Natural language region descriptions
▼▼▼

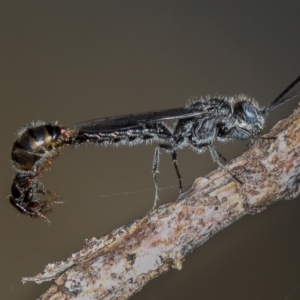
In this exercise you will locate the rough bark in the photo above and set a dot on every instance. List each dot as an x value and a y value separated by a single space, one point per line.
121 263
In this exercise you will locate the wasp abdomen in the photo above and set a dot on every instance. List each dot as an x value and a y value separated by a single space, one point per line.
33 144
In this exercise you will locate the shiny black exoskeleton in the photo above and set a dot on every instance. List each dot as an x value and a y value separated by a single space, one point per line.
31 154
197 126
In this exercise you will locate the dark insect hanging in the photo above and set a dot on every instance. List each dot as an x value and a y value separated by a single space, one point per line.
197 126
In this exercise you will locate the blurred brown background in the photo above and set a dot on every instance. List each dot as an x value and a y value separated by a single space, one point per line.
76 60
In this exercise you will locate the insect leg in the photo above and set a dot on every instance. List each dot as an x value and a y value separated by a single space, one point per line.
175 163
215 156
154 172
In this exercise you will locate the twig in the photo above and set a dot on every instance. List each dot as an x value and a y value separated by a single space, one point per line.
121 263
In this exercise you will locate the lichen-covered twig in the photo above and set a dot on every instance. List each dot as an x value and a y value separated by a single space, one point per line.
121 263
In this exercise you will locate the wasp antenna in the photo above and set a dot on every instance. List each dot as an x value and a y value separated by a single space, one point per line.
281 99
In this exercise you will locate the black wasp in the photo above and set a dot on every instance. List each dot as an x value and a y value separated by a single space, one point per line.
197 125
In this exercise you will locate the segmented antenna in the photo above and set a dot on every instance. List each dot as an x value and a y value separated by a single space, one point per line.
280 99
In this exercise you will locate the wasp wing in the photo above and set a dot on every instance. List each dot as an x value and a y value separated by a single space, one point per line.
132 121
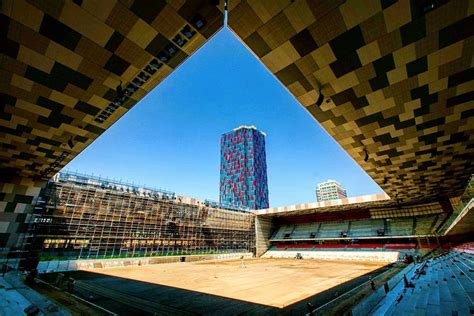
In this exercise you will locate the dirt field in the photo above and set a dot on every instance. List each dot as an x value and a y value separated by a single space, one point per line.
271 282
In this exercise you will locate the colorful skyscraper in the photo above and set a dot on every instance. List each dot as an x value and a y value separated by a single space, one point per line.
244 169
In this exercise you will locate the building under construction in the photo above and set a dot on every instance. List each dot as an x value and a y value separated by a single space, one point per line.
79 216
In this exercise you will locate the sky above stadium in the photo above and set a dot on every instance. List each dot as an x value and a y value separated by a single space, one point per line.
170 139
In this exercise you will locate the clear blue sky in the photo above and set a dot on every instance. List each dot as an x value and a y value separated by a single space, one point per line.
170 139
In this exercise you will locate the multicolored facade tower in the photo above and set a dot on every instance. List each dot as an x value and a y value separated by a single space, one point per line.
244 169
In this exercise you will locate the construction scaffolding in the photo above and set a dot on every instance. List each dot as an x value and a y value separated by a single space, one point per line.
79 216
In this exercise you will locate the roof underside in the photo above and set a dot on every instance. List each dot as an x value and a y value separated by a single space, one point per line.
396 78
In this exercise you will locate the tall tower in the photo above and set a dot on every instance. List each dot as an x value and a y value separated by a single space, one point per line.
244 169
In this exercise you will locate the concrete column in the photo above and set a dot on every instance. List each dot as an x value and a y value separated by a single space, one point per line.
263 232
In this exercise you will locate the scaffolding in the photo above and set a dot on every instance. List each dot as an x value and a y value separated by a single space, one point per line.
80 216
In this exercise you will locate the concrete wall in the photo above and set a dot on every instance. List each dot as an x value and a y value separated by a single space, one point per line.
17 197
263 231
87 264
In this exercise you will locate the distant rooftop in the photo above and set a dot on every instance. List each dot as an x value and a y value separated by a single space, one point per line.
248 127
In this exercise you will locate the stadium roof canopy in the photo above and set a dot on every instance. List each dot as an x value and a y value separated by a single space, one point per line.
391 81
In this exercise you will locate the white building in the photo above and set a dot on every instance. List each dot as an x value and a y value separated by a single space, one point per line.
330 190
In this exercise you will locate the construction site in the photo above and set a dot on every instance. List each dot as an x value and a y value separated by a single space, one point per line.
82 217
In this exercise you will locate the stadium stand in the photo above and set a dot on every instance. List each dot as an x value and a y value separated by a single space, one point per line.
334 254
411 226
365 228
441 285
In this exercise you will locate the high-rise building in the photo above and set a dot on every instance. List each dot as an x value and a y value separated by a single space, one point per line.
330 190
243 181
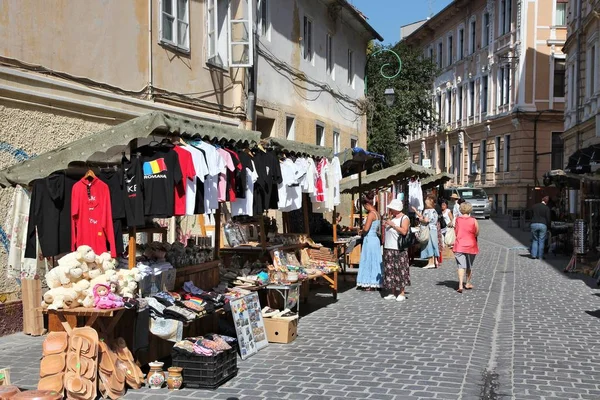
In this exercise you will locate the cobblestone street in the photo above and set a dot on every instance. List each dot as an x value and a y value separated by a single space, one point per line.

▲▲▲

-- WORK TASK --
Could the entries above be restated word for word, with the pictures left out?

-- ANSWER SECTION --
In this exercise you will locate the rough bark in the photo above and set a dot on every instance. List each dot as an x value and a y value separated by a single space, one point per line.
121 263
In this exercise you will locate the wasp abdomen in the photo above and set a dot on every instance. List each dot as an x value and a y value separated by a single space, one point per line.
33 144
In this exercise you will locate the shiny black exoskeleton in the photo above and set a dot on every instance. List each dot as an x value and a y value separated by a single space, one point per line.
31 154
197 126
In this exercise you will locate the dark insect hanging in the photo above and set a dot on every instance. List each dot as an x value and a y value separated by a single space, one point per line.
197 126
In this exercise you will locate the blurred brown background in the photo above and set a dot on every instance. List each dot as an x value and a y value separated by a single space, one point per line.
76 60
In this exercise you will locate the insect leg in the photo above and set a dot on every instance. List each dot as an x value and a y value separated by a single space, one point per line.
175 163
215 156
154 172
In this exercise you will locate the twig in the photo above and set a dot on every instance. List each dot as an x value and a y value separated by a single space, one point per line.
121 263
In this exercise you will locate the lichen-covered twig in the photo above and set a dot on every instance. List each dot as an x value and a y value separated by a single space, one point per line.
121 263
In this exercise you will locate the wasp antenna in the photo above and set a dot on every instance. List each dot as an x value and a y value separated by a single space, one point per line.
281 99
In this exercise you will locate the black wasp in the photo above and set a dot on every instance. List each dot as an x value and a y value separated by a single space, one point per line.
197 125
In this exercise you will locate the segmented antenna in the photo above and set a dot on every instance. List each dot as an x value and a y value separated by a single space, one point per line.
280 99
In this exercise you will locate the wasp wing in the photo above and set a dot on every instance. List each dot as an x value and a y value separated by a single space, one point per line.
132 121
In this exercise you will locate the dirt field in the photo above and set a dot on every instance. List each dot as an x value and a y value separated by a single space, one point per line.
271 282
In this exercise you will locate the colorful skyscraper in the photo above and set a dot on every instance. List each dot as an x value and a y value separated by a single space, one point per line.
244 169
In this exercise you will locate the building under construction in the photo above and set a dot on every instance. List each dot as an x value and a y value separated by a single space, one point per line.
79 216
In this exercise you will locate the sky above stadium in the photo above and set a dot on every instance. List each dot as an x value and a y value separated by a single space, one point per line.
170 139
In this exercise you will locate the clear blue sky in the photo above and set a dot on every instance. List each dot as an x value and a y value separated by a single space, one point per line.
170 139
In this exercise you will locate the multicolored facade tower in the photo above and set a dot on every instance. List each dot as an x value and a y value separated by a single space, one point per line.
244 169
In this exercise you will locate the construction scaffolding in the photo above and set a dot on every instance. List each dot as an x value and a y value separated by a single space, one point per line.
79 216
In this exercise you will locate the roof underside in the photo above and set a dot on every instance. List each dot as an x value and a y value separated by a single space, one point per line.
396 78
In this exercise you will locate the tall tower in the photo above and set a dot on every instance. List each dot as an x value and a y value separated by a single space, one point per line.
244 169
In this exercise you will locate the concrete column in the photo above and set a dot on every instance. List each dot as an x value and a y value separated by a single space, one point per line.
263 232
In this exercise you will locate the scaffolding in the photo above and set a dot on every instance. List each dot as an x value and a y value separated by a single space, one point per line.
80 216
In this exercise you will locate the concrete wall in the photo above and set a dot on every instance. List each dot as an x value and a y value separated by a single space, one point per line.
17 197
263 231
87 264
In this exercise you will locate the distant rooftop in the photo above and set a dot on every instance. List each dot as an x value and a y value separated by a single space, one point per line.
248 127
In this exercise you will locate the stadium roof canopy in the photo above and set a dot on every instance. List each dot as an x value and a y value separated by a single space, one point per line.
391 81
In this exercise you will locate the white building in the photo above and set a dot on every instance. List each dot as an x value and a y value separated by a single space, one point per line.
330 190
In this exercise you will locate the construction site in the photo above and set a dot on every instance. List each dot as an x value and a y value separated by a single space, one point per line.
82 217
In this exercise you will locate the stadium stand in the photo above and set a dot on every instance. List each dot as an x value and a y value separated by a single space, one point per line.
334 254
411 226
365 228
441 285
In this exercise you will locate the high-rise building in the photo above and set a dot on every instance. List each dot as an x value and a y value separated by a single space, one point per line.
330 190
243 181
In this exercise you will locate the cobblestone street in the photo above and set a dot on every instance. List each dot as an x value and a y value separated by a single space, one point per line.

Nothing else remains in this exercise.